[Exercise]
Transcribe precisely, and only, the lines beginning at the line containing "Guideline: one keypoint per instance of the white shirt, placed" and ending at the final line of the material below.

○ ○ ○ ○

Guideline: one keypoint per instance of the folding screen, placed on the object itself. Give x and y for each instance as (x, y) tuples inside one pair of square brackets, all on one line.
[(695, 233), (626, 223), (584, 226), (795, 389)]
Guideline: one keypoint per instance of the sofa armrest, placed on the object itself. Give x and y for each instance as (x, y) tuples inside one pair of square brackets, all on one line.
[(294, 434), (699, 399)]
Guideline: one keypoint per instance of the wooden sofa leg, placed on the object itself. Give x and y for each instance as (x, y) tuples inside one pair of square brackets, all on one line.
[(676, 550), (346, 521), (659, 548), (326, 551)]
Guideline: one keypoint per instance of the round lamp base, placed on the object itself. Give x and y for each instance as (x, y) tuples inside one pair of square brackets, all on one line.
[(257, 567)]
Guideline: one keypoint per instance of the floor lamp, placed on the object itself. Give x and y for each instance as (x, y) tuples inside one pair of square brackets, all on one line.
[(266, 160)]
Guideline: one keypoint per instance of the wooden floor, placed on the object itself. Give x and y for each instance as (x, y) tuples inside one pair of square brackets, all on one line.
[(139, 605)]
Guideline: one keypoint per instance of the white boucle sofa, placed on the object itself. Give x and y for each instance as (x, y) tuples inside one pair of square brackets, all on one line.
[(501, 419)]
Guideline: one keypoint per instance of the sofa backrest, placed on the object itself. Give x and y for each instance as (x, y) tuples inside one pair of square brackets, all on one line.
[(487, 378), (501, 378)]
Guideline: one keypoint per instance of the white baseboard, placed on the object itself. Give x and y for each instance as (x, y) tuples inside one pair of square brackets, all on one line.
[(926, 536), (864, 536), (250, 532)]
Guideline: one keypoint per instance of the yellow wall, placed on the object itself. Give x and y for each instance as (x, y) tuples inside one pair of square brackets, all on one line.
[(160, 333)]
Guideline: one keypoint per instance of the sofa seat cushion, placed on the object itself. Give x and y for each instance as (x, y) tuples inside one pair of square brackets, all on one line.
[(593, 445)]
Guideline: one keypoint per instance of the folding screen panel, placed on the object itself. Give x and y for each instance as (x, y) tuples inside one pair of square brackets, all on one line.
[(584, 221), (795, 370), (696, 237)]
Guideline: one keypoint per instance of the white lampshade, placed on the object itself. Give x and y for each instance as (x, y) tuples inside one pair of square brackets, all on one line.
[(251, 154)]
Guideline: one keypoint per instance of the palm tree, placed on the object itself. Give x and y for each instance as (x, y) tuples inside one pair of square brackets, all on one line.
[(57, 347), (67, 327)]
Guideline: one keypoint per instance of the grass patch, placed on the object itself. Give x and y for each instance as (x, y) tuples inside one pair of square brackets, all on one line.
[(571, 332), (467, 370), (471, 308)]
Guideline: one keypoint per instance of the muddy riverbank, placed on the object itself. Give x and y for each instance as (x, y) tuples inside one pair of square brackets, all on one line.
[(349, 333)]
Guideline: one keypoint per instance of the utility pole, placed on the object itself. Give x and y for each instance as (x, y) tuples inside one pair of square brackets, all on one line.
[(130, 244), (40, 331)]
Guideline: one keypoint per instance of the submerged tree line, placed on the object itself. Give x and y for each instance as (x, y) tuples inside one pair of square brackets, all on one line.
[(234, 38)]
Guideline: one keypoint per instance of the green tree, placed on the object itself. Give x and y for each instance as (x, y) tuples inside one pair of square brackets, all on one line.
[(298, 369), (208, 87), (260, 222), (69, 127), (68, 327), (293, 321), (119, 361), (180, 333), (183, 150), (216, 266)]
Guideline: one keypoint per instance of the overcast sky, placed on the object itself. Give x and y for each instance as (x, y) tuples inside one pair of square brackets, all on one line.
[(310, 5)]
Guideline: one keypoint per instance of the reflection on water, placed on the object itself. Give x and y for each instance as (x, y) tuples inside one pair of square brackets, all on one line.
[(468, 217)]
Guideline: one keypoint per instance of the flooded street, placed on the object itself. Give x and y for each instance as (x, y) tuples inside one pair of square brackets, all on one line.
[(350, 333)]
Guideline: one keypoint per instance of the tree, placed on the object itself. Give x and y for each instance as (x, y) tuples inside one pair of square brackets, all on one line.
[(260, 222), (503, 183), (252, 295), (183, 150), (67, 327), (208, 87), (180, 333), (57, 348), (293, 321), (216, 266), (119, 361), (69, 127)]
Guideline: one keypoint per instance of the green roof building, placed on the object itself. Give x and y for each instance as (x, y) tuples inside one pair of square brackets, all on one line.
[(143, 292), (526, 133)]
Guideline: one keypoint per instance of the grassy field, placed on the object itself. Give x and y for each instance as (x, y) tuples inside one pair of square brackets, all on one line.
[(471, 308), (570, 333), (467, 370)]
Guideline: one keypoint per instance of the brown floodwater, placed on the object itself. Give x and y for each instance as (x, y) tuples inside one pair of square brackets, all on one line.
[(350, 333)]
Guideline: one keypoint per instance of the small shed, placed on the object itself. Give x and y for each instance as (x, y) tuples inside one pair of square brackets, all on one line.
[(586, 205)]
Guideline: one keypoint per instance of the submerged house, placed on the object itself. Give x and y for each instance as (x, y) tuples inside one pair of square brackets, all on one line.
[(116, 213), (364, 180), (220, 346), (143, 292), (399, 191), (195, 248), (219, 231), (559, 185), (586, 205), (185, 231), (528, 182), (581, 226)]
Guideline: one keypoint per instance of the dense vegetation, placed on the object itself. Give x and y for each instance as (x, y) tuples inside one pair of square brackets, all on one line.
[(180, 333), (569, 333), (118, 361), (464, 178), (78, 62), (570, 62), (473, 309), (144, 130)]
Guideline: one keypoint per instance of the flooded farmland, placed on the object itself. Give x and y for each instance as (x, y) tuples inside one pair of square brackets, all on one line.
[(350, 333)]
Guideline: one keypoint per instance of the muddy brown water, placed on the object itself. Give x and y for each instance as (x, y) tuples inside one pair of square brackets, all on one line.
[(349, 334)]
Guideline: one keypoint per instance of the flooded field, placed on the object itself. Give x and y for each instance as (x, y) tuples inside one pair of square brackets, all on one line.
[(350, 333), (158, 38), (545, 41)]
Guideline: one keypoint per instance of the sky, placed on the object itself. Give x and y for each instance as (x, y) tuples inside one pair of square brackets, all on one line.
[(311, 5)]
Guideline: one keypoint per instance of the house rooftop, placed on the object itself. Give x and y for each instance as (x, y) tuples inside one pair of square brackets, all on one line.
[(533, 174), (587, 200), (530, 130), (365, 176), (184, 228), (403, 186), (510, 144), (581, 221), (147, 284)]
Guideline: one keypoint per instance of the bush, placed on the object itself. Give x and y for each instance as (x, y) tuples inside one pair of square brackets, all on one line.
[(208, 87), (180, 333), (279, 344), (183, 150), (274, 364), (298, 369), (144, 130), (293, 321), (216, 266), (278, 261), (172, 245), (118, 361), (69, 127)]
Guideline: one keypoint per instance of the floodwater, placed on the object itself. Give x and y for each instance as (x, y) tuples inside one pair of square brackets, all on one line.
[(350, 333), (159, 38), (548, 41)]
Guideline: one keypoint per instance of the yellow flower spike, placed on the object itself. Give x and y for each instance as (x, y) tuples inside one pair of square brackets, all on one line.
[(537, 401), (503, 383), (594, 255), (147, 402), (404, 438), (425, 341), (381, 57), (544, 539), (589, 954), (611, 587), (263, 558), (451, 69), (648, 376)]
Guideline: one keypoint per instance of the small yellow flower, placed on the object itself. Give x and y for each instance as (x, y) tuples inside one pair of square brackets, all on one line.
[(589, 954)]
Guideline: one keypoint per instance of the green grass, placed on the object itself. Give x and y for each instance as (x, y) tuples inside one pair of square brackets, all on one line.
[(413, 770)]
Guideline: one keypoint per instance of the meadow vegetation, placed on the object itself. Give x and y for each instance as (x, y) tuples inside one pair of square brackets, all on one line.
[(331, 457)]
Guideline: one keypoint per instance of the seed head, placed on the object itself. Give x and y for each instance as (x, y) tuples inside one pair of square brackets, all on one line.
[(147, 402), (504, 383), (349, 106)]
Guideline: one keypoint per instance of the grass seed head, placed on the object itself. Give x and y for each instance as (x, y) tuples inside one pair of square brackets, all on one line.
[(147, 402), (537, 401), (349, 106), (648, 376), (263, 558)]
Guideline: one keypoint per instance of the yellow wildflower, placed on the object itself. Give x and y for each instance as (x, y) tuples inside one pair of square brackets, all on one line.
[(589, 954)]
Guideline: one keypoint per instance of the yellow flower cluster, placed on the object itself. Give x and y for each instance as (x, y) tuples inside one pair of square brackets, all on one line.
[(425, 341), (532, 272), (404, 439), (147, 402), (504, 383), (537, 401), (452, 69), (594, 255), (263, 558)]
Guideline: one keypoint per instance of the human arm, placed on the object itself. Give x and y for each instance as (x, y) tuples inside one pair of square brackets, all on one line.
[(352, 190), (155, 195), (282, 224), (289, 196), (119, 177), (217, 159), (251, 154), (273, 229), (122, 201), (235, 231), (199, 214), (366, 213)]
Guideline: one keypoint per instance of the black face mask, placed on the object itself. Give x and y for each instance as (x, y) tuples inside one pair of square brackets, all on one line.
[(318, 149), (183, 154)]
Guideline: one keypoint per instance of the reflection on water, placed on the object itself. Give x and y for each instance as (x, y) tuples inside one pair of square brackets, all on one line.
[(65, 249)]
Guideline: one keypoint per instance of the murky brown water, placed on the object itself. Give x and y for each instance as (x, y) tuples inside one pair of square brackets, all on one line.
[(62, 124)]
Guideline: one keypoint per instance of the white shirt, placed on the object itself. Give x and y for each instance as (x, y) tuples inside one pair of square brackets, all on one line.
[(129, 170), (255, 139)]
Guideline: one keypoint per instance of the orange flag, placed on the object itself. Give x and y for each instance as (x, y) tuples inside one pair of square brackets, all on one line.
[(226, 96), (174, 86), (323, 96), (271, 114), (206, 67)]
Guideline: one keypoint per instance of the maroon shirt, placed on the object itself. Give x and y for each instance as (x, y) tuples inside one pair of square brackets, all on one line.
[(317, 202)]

○ ○ ○ ○

[Answer area]
Guideline: one keypoint per instance of the white shirt, placed on the object itself. Give x and y for each instance as (x, y) tuples inside one pair of square brackets, all on one line.
[(129, 170), (255, 139)]
Guideline: one keypoint per instance of the orange flag, placed on the object itself. Give x and y for each instance as (x, y) tuples inside one pair of square brackets, all on one line.
[(226, 96), (174, 86), (323, 96), (271, 114), (206, 67)]
Guideline: one keypoint per instance of the maroon shirt, placed on the object itself. Give x and y for each instance as (x, y) tuples inside one pair of square brackets, all on one line.
[(317, 202)]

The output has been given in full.